Work instructions.
Copy the Apache logging text from "</VirtualHost>" to "the subsites individually.", swapping "web traffic" for "site traffic".

#### Selection

Logging website subsections with Apache
Saturday, April 26th, 2008This is a typical VirtualHost for example.com in Apache HTTP Server:
<VirtualHost xx.xxx.xx.xx:80>
DocumentRoot /home/example.com/site
ServerName example.com
ErrorLog /home/example.com/logs/error.log
CustomLog /home/example.com/logs/access.log "combined"
</VirtualHost>
This CustomLog directive will produce something like this on the logfile:
64.229.111.27 - - [08/Aug/2007:16:12:54 +0300] GET /foo/index.html HTTP/1.1 64.229.111.27 - - [08/Aug/2007:16:12:54 +0300] GET /bar/index.html HTTP/1.1 64.229.111.27 - - [08/Aug/2007:16:12:54 +0300] GET /bar/about.html HTTP/1.1
Suppose that you wanted to log requests for /foo and /bar subsections in 2 separate files. That way you (or your client) may find it easier later on to analyze web traffic for the subsites individually.
What you can do is log conditionally using environment variables that you’ve set using SetEnvIf based on the request.

########
#### Data entries

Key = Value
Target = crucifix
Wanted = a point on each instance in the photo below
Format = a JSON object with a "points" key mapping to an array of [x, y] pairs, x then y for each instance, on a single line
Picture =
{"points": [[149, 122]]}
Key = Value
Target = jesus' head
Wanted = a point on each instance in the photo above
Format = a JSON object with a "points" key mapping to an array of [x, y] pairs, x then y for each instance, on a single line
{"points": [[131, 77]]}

########
#### Data entries

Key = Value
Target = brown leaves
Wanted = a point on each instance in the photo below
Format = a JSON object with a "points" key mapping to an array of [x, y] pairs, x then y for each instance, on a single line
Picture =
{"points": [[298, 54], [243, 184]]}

########

The response.
</VirtualHost>
This CustomLog directive will produce something like this on the logfile:
64.229.111.27 - - [08/Aug/2007:16:12:54 +0300] GET /foo/index.html HTTP/1.1 64.229.111.27 - - [08/Aug/2007:16:12:54 +0300] GET /bar/index.html HTTP/1.1 64.229.111.27 - - [08/Aug/2007:16:12:54 +0300] GET /bar/about.html HTTP/1.1
Suppose that you wanted to log requests for /foo and /bar subsections in 2 separate files. That way you (or your client) may find it easier later on to analyze site traffic for the subsites individually.